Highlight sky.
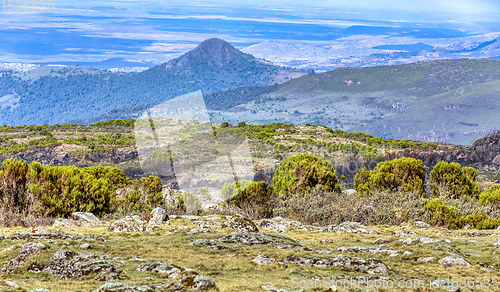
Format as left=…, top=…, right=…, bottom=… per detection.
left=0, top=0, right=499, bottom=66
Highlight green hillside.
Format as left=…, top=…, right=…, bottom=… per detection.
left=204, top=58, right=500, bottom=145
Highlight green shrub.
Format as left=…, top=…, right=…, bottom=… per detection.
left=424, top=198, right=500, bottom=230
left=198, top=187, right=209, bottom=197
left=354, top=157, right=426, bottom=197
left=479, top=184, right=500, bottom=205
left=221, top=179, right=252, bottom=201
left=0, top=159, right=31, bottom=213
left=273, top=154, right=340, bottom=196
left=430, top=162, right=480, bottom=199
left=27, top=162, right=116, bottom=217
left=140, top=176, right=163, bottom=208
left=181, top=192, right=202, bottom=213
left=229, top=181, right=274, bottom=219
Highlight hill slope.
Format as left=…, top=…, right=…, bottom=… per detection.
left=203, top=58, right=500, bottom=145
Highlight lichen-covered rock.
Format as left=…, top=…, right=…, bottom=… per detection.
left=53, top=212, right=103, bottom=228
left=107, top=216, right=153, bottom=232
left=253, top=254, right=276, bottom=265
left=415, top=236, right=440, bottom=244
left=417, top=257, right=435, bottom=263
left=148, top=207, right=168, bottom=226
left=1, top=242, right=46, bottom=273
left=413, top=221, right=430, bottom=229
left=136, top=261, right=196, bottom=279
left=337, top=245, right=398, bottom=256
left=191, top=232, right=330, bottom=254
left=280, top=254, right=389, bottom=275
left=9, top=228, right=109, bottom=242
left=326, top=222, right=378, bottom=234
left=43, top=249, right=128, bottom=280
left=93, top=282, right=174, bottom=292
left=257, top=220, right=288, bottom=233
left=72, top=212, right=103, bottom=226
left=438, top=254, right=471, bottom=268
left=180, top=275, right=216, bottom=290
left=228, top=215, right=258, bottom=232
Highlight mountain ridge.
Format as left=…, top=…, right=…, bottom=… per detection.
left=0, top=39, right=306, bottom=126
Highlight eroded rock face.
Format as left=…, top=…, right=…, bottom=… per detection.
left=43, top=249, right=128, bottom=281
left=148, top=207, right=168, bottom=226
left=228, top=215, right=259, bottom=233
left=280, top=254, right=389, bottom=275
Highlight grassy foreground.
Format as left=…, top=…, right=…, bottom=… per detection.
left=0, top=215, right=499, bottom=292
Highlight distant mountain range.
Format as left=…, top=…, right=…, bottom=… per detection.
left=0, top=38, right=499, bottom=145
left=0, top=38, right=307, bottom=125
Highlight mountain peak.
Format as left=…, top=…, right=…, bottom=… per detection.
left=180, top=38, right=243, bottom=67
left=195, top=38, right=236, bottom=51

========

■ EXERCISE BRIEF: Nothing but the text is wanted: repeat the data above exactly, without its images.

■ TASK RESPONSE:
Highlight sky.
Format as left=…, top=…, right=…, bottom=… per detection.
left=0, top=0, right=499, bottom=66
Highlight green hillside.
Format as left=…, top=…, right=…, bottom=… per detection.
left=204, top=58, right=500, bottom=145
Highlight green shrub.
Format as left=…, top=…, right=…, bottom=… per detection.
left=424, top=198, right=500, bottom=230
left=198, top=187, right=209, bottom=197
left=354, top=157, right=426, bottom=197
left=479, top=184, right=500, bottom=205
left=221, top=179, right=252, bottom=201
left=0, top=159, right=31, bottom=213
left=273, top=154, right=340, bottom=196
left=430, top=162, right=480, bottom=199
left=27, top=162, right=116, bottom=217
left=140, top=176, right=163, bottom=208
left=181, top=192, right=202, bottom=213
left=229, top=181, right=274, bottom=219
Highlight hill slope.
Format as left=…, top=…, right=…, bottom=… per detection.
left=203, top=58, right=500, bottom=145
Highlight lichen-covered rock.
Format as left=…, top=…, right=…, bottom=… per detection.
left=53, top=212, right=103, bottom=228
left=107, top=216, right=153, bottom=232
left=253, top=254, right=276, bottom=265
left=415, top=236, right=440, bottom=244
left=417, top=257, right=435, bottom=263
left=148, top=207, right=168, bottom=226
left=1, top=242, right=46, bottom=273
left=413, top=221, right=430, bottom=229
left=136, top=261, right=196, bottom=279
left=337, top=245, right=398, bottom=256
left=191, top=232, right=330, bottom=254
left=280, top=254, right=389, bottom=275
left=9, top=228, right=109, bottom=242
left=326, top=222, right=378, bottom=234
left=43, top=249, right=128, bottom=280
left=93, top=282, right=174, bottom=292
left=257, top=220, right=288, bottom=233
left=72, top=212, right=103, bottom=226
left=438, top=254, right=471, bottom=268
left=180, top=275, right=216, bottom=290
left=228, top=215, right=258, bottom=232
Highlight mountain ridge.
Format as left=…, top=…, right=…, bottom=… per detection.
left=0, top=39, right=306, bottom=126
Highlight eroded rock face.
Format as left=…, top=…, right=…, bottom=… per detection.
left=43, top=249, right=128, bottom=281
left=148, top=207, right=168, bottom=226
left=228, top=215, right=259, bottom=233
left=280, top=254, right=389, bottom=275
Highlight grassy foreground.
Format as left=…, top=…, right=…, bottom=… per detection.
left=0, top=215, right=499, bottom=292
Highlight distant mountain range.
Format as left=…, top=…, right=…, bottom=… per detection.
left=0, top=38, right=499, bottom=145
left=0, top=38, right=307, bottom=125
Highlight mountain peak.
Format as left=…, top=…, right=…, bottom=… per detection.
left=180, top=38, right=243, bottom=67
left=195, top=38, right=236, bottom=51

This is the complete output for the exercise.